**Data entries**
- - - -

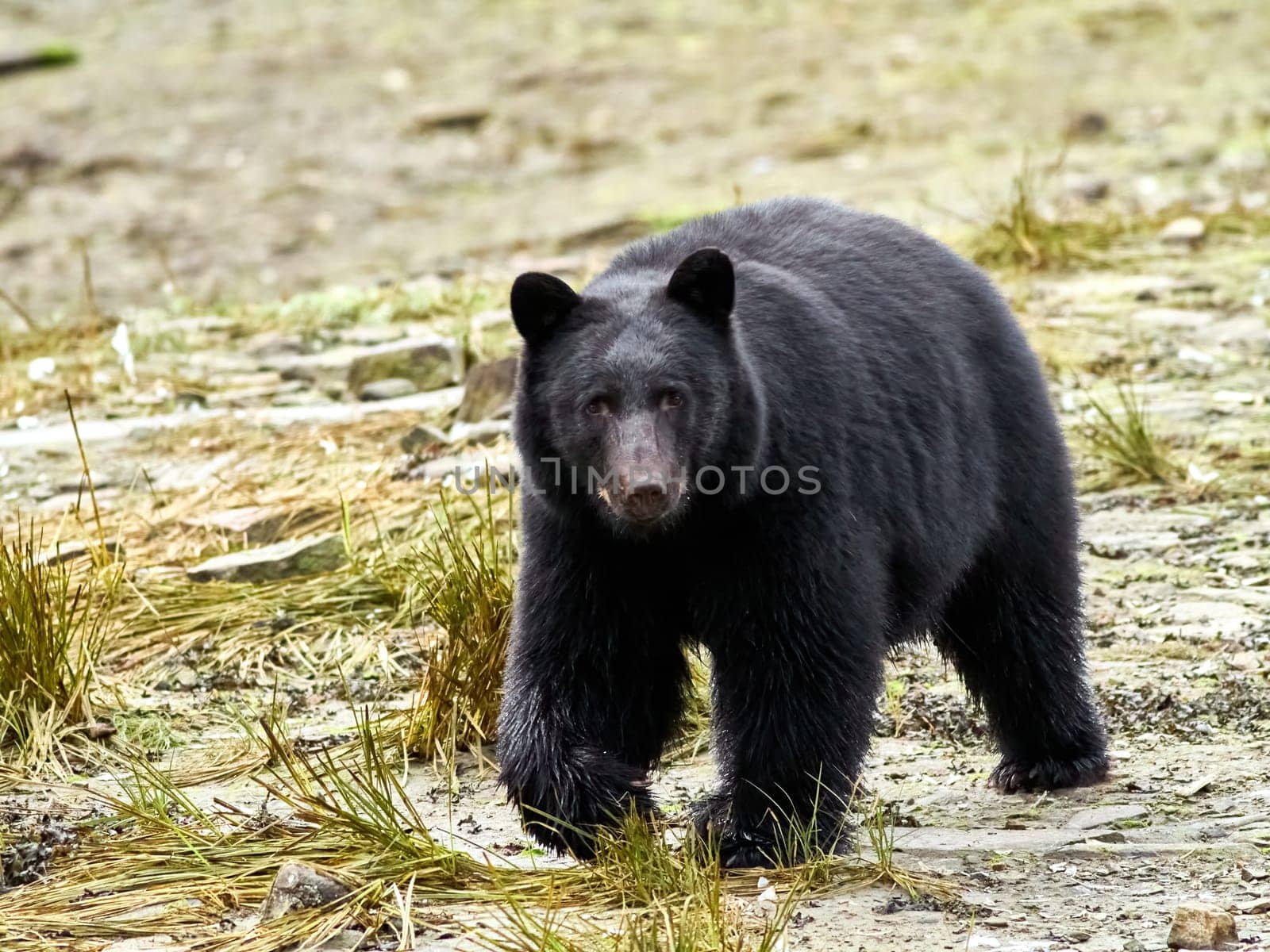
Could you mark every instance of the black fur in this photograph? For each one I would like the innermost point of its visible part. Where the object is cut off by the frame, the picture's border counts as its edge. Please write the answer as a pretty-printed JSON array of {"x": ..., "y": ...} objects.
[{"x": 854, "y": 346}]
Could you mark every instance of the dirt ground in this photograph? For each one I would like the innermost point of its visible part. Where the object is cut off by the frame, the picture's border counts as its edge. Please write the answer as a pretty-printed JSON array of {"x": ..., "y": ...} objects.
[{"x": 217, "y": 158}]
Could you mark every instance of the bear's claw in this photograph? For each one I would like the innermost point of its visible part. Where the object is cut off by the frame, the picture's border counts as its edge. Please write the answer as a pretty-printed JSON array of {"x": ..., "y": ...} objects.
[{"x": 1013, "y": 776}]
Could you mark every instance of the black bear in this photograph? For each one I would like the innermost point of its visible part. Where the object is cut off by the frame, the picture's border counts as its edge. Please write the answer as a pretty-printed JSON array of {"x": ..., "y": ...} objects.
[{"x": 797, "y": 435}]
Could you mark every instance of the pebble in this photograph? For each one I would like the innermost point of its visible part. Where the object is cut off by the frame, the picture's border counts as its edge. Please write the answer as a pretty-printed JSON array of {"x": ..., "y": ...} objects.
[
  {"x": 1202, "y": 926},
  {"x": 1187, "y": 232},
  {"x": 389, "y": 389},
  {"x": 300, "y": 886},
  {"x": 283, "y": 560}
]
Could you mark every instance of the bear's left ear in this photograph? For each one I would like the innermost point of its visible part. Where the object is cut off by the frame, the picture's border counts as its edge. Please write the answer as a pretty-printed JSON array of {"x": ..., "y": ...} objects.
[
  {"x": 706, "y": 283},
  {"x": 539, "y": 301}
]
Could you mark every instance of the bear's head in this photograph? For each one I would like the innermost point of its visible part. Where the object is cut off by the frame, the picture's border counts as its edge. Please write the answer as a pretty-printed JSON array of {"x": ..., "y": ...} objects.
[{"x": 629, "y": 389}]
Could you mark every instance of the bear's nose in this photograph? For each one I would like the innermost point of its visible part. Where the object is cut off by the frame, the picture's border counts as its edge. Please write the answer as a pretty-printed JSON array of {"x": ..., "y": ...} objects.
[{"x": 645, "y": 501}]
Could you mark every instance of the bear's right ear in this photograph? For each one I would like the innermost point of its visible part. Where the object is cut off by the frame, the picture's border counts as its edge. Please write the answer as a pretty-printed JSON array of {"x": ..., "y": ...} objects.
[
  {"x": 706, "y": 283},
  {"x": 539, "y": 301}
]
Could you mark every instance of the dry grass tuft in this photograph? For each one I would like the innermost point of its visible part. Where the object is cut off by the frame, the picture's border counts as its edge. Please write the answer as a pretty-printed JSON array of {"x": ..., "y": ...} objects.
[
  {"x": 465, "y": 581},
  {"x": 1022, "y": 236},
  {"x": 1126, "y": 438},
  {"x": 52, "y": 630}
]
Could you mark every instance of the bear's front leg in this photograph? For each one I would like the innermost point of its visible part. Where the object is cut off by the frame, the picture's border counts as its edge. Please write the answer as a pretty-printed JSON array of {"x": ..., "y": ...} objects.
[
  {"x": 594, "y": 689},
  {"x": 793, "y": 724}
]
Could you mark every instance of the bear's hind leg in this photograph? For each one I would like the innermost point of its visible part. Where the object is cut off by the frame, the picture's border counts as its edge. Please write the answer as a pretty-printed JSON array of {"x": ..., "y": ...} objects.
[{"x": 1014, "y": 630}]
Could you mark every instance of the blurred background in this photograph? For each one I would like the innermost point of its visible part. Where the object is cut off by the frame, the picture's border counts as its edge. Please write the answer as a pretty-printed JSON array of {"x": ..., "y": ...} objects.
[{"x": 229, "y": 150}]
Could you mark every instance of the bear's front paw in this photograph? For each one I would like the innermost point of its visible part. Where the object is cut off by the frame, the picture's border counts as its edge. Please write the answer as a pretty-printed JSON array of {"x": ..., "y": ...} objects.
[
  {"x": 740, "y": 846},
  {"x": 1015, "y": 774},
  {"x": 565, "y": 800}
]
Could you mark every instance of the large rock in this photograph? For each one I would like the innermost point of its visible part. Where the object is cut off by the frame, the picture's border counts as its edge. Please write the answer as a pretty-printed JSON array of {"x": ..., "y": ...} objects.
[
  {"x": 488, "y": 391},
  {"x": 300, "y": 886},
  {"x": 389, "y": 389},
  {"x": 429, "y": 365},
  {"x": 283, "y": 560},
  {"x": 1202, "y": 926}
]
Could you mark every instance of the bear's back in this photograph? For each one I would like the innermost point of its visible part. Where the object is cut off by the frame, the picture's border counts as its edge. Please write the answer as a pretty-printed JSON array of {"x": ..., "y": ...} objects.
[{"x": 804, "y": 236}]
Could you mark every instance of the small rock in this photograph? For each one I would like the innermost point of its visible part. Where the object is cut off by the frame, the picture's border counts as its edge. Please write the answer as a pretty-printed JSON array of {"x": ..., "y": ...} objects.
[
  {"x": 1202, "y": 926},
  {"x": 1187, "y": 230},
  {"x": 1255, "y": 907},
  {"x": 1092, "y": 190},
  {"x": 479, "y": 433},
  {"x": 186, "y": 677},
  {"x": 283, "y": 560},
  {"x": 448, "y": 118},
  {"x": 99, "y": 730},
  {"x": 429, "y": 365},
  {"x": 422, "y": 437},
  {"x": 1195, "y": 787},
  {"x": 254, "y": 524},
  {"x": 1087, "y": 125},
  {"x": 1098, "y": 816},
  {"x": 488, "y": 390},
  {"x": 1172, "y": 319},
  {"x": 389, "y": 389},
  {"x": 300, "y": 886},
  {"x": 79, "y": 549}
]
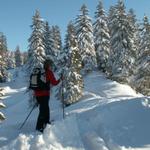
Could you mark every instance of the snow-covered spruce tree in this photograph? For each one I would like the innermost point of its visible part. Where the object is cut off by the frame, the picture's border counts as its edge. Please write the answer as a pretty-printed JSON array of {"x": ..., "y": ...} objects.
[
  {"x": 142, "y": 77},
  {"x": 73, "y": 82},
  {"x": 11, "y": 60},
  {"x": 3, "y": 58},
  {"x": 49, "y": 44},
  {"x": 36, "y": 51},
  {"x": 136, "y": 29},
  {"x": 122, "y": 54},
  {"x": 18, "y": 57},
  {"x": 84, "y": 32},
  {"x": 56, "y": 43},
  {"x": 101, "y": 38}
]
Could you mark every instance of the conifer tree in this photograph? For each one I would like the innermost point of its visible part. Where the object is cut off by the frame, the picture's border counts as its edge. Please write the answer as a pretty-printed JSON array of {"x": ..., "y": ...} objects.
[
  {"x": 3, "y": 58},
  {"x": 11, "y": 60},
  {"x": 73, "y": 82},
  {"x": 101, "y": 38},
  {"x": 36, "y": 51},
  {"x": 84, "y": 32},
  {"x": 122, "y": 55},
  {"x": 18, "y": 57},
  {"x": 142, "y": 76},
  {"x": 55, "y": 45}
]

- - - -

**Problem statement**
Please change every "in this photograph" in the items above to "in this image", keeping everything else the same, and write the items out again. Leave the pictures out of your answer.

**Answer below**
Could you mark every instance of the black fur in this image? For each one I would like the innermost point of its visible part. Where the object is cut off by the frame, the picture's border counts as its edge. Please write the answer as a pretty-printed JSON array of {"x": ..., "y": ...} objects.
[{"x": 854, "y": 346}]
Could you mark every instance of the dirt ground in this image? For each one I would like the innermost point of its visible part. Where the object is cut off by the frame, the picture's border counts as its edge. Please write the answer as a pretty-printed JSON array of {"x": ..., "y": ...} objects.
[{"x": 217, "y": 158}]
Could you mark every instance of the bear's claw in this image? For each one I would like the innermost point of its visible part. Where the object is cut off by the frame, the picture's border counts as its edge. Please write the answer as a pretty-printed JSON array of {"x": ..., "y": ...} objects.
[{"x": 1013, "y": 776}]
Could you mark every instance of the black bear in this image? For each one I would like the innermost point of its visible part. Where the object is cut off by the frame, the picture's border counts as its edge. Please write the answer as a pretty-printed JSON array of {"x": ..., "y": ...} objects.
[{"x": 797, "y": 435}]
Could you mark every instance of the pebble in this image? For each one I would like the innermost point of its visible part. Where the object is cut off by the frame, the picture's border counts as its edge. Please write the answer as a pretty-printed JSON array of {"x": ..., "y": ...} objects.
[
  {"x": 1202, "y": 926},
  {"x": 1187, "y": 232},
  {"x": 389, "y": 389},
  {"x": 300, "y": 886},
  {"x": 283, "y": 560}
]
Could you mark every instance of the bear's left ear in this image? For each one I would like the innermost point of its visible part. Where the object is cut off by the frame, the picture's border counts as its edge. Please write the answer as a pretty-printed JSON array of {"x": ..., "y": ...} objects.
[
  {"x": 706, "y": 283},
  {"x": 539, "y": 301}
]
Could you mark every instance of the bear's head in this image? For each one I would like the innermost point of its visible part. Where the object is cut off by the frame, the picture's border counts as its edge. Please write the answer as a pretty-printed JSON array of {"x": ..., "y": ...} objects.
[{"x": 629, "y": 389}]
Could you mark every instance of the bear's nose in this image? For each one I would like the innermost point of its visible part. Where the object is cut off by the frame, the picture's border counts as its edge. Please write the answer as a pretty-printed JSON array of {"x": ..., "y": ...} objects.
[{"x": 645, "y": 501}]
Could you mark every instance of the bear's right ear in this image? For each one I would like the innermost point of its visible part. Where the object is cut off by the frame, the picture's border counts as its edge. Please write the answer as a pretty-printed JSON array of {"x": ..., "y": ...} objects.
[
  {"x": 706, "y": 283},
  {"x": 539, "y": 301}
]
Could you mark every instance of the dry grass tuft in this image? For each one I would like the innermost point of its visible part. Where the object is cut off by the frame, the picture's border counts as its edge. Please write the answer as a pretty-printed JSON array of {"x": ..., "y": ...} objects.
[
  {"x": 465, "y": 581},
  {"x": 1022, "y": 236},
  {"x": 1126, "y": 438},
  {"x": 52, "y": 630}
]
Could you mark every instance of the bear's front leg in this image? For each one I would like the innermost point of its visible part. Where the object is cut off by the frame, the picture's border counts as its edge. Please write the answer as a pretty-printed JSON array of {"x": ..., "y": ...} objects.
[
  {"x": 594, "y": 689},
  {"x": 793, "y": 724}
]
Could you mark every instance of the bear's hind leg in this image? For each one I would like the innermost point of its visible part. Where the object is cut off by the frame, the picture's border counts as its edge. Please write the answer as a pretty-printed JSON array of {"x": ..., "y": ...} objects.
[{"x": 1014, "y": 630}]
Could you mark every instance of the blurred background in this image? For each one I would like the innermost point of its visible part. Where the object is cut off by the frame, the picture's border counts as its edge. Please write the answer as a pretty-printed JSON array of {"x": ..., "y": ...} objects.
[{"x": 229, "y": 150}]
Could you mark every instance of the bear's front paw in this image? For each one I would like the innermost point of its visible part. Where the object is cut off by the frame, the picture's border counts as its edge. Please write the answer as a pretty-printed JSON array of {"x": ..., "y": ...} objects.
[
  {"x": 740, "y": 846},
  {"x": 1015, "y": 774},
  {"x": 565, "y": 800}
]
Could you mark every instance of the large rock in this image? For each one I would like the innermost point of its visible part. Where the object is cut off by the frame, the picture's border counts as its edge. Please write the answer as a pretty-printed JSON array of {"x": ..., "y": ...} objects.
[
  {"x": 488, "y": 391},
  {"x": 300, "y": 886},
  {"x": 389, "y": 389},
  {"x": 429, "y": 365},
  {"x": 283, "y": 560},
  {"x": 1202, "y": 926}
]
Could you mark every instance of the bear's back in this image? For each one I would like the innermost point of its visible part. Where the object is cut off by the frame, the picture's border counts as its edge. Please write the answer as a pretty-printed JSON array of {"x": ..., "y": ...} objects.
[{"x": 804, "y": 236}]
Could you mark every instance of the small rock in this image? For each one I would like the innermost point of its visible part. Where the object is cut off by the frame, the picture's border counts as its edge. Please write the answer as a pretty-printed JSON array of {"x": ..., "y": ...} objects.
[
  {"x": 1202, "y": 926},
  {"x": 1187, "y": 230},
  {"x": 1255, "y": 907},
  {"x": 1092, "y": 190},
  {"x": 479, "y": 433},
  {"x": 186, "y": 677},
  {"x": 283, "y": 560},
  {"x": 448, "y": 118},
  {"x": 99, "y": 730},
  {"x": 429, "y": 365},
  {"x": 422, "y": 437},
  {"x": 1195, "y": 787},
  {"x": 254, "y": 524},
  {"x": 1087, "y": 125},
  {"x": 1098, "y": 816},
  {"x": 488, "y": 390},
  {"x": 1172, "y": 319},
  {"x": 389, "y": 389},
  {"x": 300, "y": 886},
  {"x": 79, "y": 549}
]
Could you mark every instance of the snow-covered spruce tree in this image? For each one I would like the innermost point of its visible part. Where the object is cut off by the frame, the picture's border counts as its edge. Please write the answer as a pretty-printed JSON array of {"x": ..., "y": ...} objects.
[
  {"x": 142, "y": 77},
  {"x": 73, "y": 82},
  {"x": 11, "y": 60},
  {"x": 3, "y": 58},
  {"x": 49, "y": 44},
  {"x": 36, "y": 51},
  {"x": 136, "y": 29},
  {"x": 122, "y": 54},
  {"x": 18, "y": 57},
  {"x": 84, "y": 32},
  {"x": 56, "y": 43},
  {"x": 101, "y": 38}
]
Could you mark every instance of the conifer tree in this image? For each one I would like the innermost point of its visible part. Where the object is cut off by the frame, the picture's border counts as its edge. Please write the answer as a pretty-printed JSON array of {"x": ..., "y": ...} objects.
[
  {"x": 3, "y": 58},
  {"x": 11, "y": 60},
  {"x": 73, "y": 82},
  {"x": 101, "y": 38},
  {"x": 36, "y": 51},
  {"x": 84, "y": 32},
  {"x": 122, "y": 55},
  {"x": 18, "y": 57},
  {"x": 142, "y": 76},
  {"x": 55, "y": 45}
]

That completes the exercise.